* Exercise data *

::::::

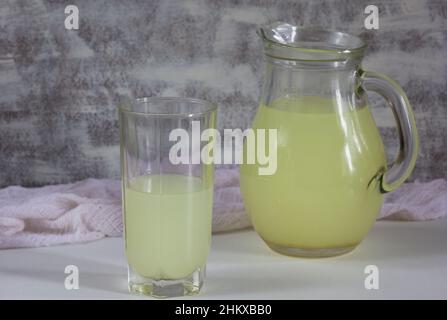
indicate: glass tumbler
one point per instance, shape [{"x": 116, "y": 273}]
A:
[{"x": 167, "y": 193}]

::::::

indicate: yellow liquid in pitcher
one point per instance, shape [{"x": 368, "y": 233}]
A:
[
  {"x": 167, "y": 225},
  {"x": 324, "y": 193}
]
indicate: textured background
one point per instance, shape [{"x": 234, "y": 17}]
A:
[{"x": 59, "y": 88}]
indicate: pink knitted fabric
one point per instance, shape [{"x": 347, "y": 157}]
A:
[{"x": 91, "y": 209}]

::::::

* What to produce *
Select each line in the rows above that contains the word "point", and reproduce those lines unchanged.

* Exercise answer *
one point per instance, shape [{"x": 116, "y": 273}]
one point per instance, shape [{"x": 368, "y": 233}]
one point per instance, shape [{"x": 234, "y": 17}]
one point per instance, shape [{"x": 347, "y": 157}]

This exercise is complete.